◆ **EXTRACT PROVIDED**
┏━━

I'm using Python to sanitize my logs from invalid UTF8 characters before
COPYing them into postgres. I came across this one sequence that seems to
be valid UTF8 (in the extended range I believe).

It goes through both pythons encoding as well as iconv without an error and
is valid as far as my understanding of UTF8 goes so I am assuming it is a
bug.

Test case:

create table t (v varchar);
insert into t values (E'\xed\xbc\xad');

In bash you can do:

echo -e "\xed\xbc\xad" | iconv -f UTF-8 ; echo $?

to validate it

Thanks,
Mike

#2Tom Lane
tgl@sss.pgh.pa.us
In reply to: Mike Lewis (#1)
Re: BUG #5532: Valid UTF8 sequence errors as invalid

"Michael Lewis" <mikelikespie@gmail.com> writes:

I'm using Python to sanitize my logs from invalid UTF8 characters before
COPYing them into postgres. I came across this one sequence that seems to
be valid UTF8 (in the extended range I believe).

It is not valid.  See http://tools.ietf.org/html/rfc3629 --- a sequence
beginning with ED must have a second byte in the range 80-9F to be
legal, and this doesn't.  The example you give would decode as U+DF2D,
ie part of a surrogate pair, which is specifically disallowed in UTF8
--- you're supposed to code the original character directly, not via a
surrogate pair.  The primary reason for this rule is that otherwise
there are multiple ways to encode the same character, which can be a
security hazard.

It goes through both pythons encoding as well as iconv without an error

You should file bugs against those tools.

regards, tom lane

#3Mike Lewis
mikelikespie@gmail.com
In reply to: Tom Lane (#2)
Re: BUG #5532: Valid UTF8 sequence errors as invalid
It is not valid.  See http://tools.ietf.org/html/rfc3629 --- a sequence
beginning with ED must have a second byte in the range 80-9F to be
legal, and this doesn't.  The example you give would decode as U+DF2D,
ie part of a surrogate pair, which is specifically disallowed in UTF8
--- you're supposed to code the original character directly, not via a
surrogate pair.  The primary reason for this rule is that otherwise
there are multiple ways to encode the same character, which can be a
security hazard.

Thanks for the explanation. Unicode has always given me a hard time.

You should file bugs against those tools.

I certainly will. I apologize for filing the bug against postgres (I

suppose the "voting" method of figuring out which piece software is the
buggy one has failed me).

┗━━

Dataset excerpt
┏━━

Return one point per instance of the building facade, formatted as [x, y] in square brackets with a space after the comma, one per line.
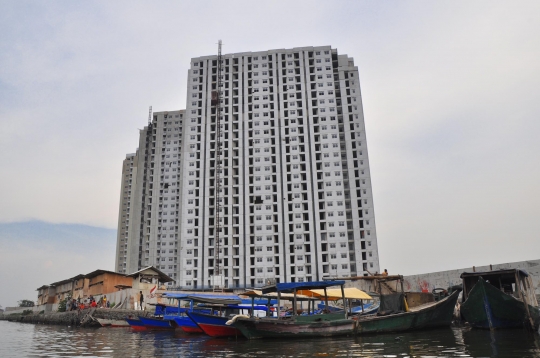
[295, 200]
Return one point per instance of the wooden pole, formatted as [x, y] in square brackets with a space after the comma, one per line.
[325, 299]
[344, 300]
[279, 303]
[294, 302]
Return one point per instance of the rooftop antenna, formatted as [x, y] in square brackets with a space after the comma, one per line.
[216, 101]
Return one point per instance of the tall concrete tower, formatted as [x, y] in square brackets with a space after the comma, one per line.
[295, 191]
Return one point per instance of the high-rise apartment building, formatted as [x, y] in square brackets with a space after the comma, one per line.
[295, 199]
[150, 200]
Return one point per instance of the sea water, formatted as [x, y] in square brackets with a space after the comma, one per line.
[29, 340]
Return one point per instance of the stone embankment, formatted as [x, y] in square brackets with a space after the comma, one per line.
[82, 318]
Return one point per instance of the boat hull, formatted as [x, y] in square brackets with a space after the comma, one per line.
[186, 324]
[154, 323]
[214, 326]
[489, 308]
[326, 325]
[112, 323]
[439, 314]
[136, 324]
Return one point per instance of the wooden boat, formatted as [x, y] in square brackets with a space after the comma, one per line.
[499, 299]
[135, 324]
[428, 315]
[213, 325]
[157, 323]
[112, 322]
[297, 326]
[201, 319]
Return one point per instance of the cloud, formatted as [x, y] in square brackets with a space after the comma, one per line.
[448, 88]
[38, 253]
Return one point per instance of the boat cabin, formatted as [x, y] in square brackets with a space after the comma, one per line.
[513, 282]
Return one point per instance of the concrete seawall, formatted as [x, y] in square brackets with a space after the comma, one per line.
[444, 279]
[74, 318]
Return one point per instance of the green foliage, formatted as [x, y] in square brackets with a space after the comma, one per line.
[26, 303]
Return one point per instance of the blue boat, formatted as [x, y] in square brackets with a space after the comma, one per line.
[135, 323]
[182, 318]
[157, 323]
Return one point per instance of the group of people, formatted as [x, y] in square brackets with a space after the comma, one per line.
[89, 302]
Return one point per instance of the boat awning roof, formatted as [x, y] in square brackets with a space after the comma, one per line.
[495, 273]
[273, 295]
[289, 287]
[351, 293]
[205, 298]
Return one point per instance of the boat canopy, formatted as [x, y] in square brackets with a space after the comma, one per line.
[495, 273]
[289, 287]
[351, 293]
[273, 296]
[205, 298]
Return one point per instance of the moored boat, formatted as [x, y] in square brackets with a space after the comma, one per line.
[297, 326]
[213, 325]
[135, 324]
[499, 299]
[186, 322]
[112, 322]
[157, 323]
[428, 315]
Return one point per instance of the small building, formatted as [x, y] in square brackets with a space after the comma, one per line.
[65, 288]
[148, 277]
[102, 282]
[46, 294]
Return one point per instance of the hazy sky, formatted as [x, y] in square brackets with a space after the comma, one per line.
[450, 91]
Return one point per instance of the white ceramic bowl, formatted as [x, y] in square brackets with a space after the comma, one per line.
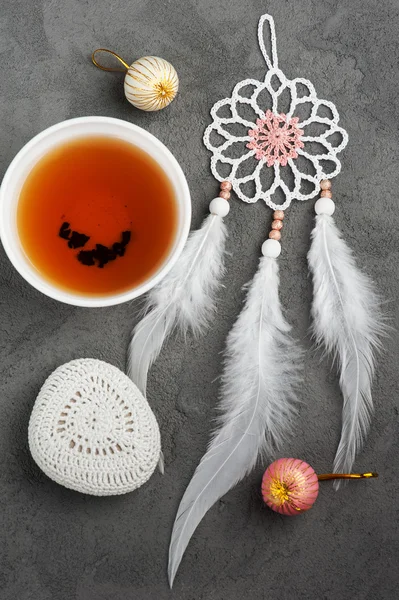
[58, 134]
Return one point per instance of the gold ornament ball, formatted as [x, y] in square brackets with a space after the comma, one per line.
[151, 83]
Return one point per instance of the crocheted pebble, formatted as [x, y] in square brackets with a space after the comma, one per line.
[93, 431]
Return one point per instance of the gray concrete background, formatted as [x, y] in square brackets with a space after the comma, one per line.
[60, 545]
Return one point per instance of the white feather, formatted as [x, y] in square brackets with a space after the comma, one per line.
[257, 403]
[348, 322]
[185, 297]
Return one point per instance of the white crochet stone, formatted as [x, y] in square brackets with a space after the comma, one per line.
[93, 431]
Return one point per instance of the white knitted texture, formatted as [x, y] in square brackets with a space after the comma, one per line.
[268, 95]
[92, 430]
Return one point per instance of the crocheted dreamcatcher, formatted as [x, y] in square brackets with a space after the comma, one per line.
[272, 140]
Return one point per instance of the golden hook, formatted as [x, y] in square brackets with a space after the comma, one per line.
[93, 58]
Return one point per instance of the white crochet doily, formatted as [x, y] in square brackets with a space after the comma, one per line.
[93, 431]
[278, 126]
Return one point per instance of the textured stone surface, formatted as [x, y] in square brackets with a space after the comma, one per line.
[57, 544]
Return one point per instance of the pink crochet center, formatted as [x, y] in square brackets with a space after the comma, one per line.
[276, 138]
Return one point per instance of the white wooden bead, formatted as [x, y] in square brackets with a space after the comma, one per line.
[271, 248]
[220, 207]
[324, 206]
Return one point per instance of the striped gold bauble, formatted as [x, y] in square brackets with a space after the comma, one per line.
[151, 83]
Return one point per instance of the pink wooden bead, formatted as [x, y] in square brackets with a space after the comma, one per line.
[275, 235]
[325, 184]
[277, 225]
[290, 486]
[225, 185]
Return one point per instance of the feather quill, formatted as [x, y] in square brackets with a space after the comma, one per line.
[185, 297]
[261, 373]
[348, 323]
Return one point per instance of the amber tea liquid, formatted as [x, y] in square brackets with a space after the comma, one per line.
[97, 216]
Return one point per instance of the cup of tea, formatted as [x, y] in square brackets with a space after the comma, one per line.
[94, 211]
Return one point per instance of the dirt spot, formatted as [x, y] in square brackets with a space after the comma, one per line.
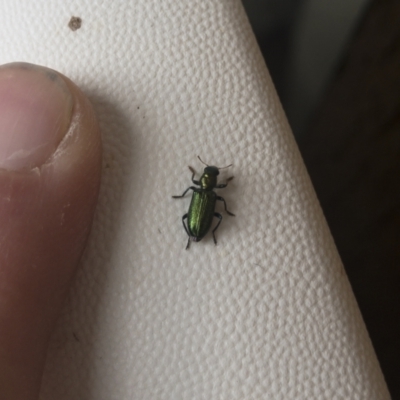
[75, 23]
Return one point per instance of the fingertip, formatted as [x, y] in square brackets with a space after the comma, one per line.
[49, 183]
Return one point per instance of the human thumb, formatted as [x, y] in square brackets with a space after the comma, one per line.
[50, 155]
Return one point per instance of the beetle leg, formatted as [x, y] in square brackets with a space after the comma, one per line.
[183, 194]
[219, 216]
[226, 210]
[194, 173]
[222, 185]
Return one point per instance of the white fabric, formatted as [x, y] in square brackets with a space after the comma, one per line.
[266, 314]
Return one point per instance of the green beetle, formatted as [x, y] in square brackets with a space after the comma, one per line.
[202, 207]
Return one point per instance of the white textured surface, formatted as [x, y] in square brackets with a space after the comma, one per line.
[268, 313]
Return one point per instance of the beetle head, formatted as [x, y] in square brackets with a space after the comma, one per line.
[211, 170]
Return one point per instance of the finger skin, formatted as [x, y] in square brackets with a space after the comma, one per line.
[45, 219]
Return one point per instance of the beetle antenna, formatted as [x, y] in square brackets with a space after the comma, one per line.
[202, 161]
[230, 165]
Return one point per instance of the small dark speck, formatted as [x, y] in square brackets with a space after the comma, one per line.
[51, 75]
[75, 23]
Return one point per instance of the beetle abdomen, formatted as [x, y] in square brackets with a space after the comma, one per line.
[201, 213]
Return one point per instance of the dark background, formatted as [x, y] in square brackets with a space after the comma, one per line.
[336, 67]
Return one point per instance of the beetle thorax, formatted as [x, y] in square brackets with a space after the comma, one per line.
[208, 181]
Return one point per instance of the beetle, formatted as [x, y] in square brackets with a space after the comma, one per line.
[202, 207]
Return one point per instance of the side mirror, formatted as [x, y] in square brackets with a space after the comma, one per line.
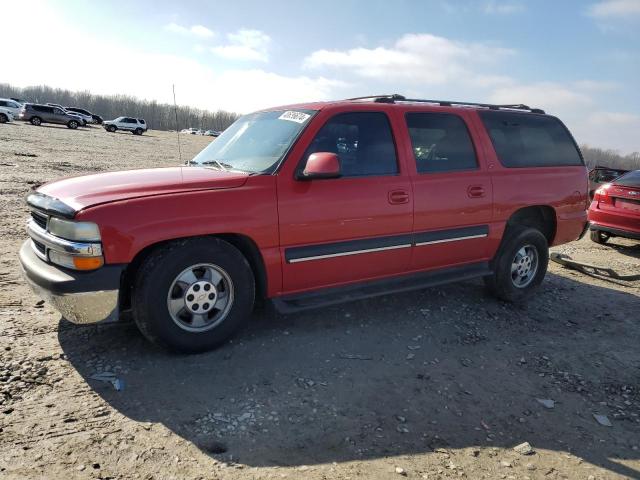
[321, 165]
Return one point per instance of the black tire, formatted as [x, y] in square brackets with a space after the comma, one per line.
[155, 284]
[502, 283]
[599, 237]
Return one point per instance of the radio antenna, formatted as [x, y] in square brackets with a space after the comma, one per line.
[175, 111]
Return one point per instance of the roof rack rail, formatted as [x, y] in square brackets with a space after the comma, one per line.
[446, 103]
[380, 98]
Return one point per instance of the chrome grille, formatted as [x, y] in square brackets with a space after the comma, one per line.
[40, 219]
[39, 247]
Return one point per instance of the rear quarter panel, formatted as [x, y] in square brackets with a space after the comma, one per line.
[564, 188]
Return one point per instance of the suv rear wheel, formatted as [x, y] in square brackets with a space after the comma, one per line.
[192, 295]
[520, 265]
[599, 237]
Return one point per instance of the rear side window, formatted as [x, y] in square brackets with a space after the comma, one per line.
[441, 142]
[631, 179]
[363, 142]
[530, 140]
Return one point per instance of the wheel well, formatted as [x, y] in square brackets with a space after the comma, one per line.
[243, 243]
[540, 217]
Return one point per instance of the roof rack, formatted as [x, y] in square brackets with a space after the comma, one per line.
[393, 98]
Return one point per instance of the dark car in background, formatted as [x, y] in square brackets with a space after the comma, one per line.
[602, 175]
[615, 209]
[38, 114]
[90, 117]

┗━━

◆ **REQUIREMENTS**
**A.** According to the UTF8 thread, what range must the second byte be in for a sequence beginning with ED to be legal?
**B.** Write out the passage of the UTF8 thread between "I certainly will." and "has failed me).", inclusive.
Base every response on the UTF8 thread alone.

◆ **ANSWERS BY TASK**
**A.** 80-9F

**B.**
I certainly will. I apologize for filing the bug against postgres (I

suppose the "voting" method of figuring out which piece software is the
buggy one has failed me).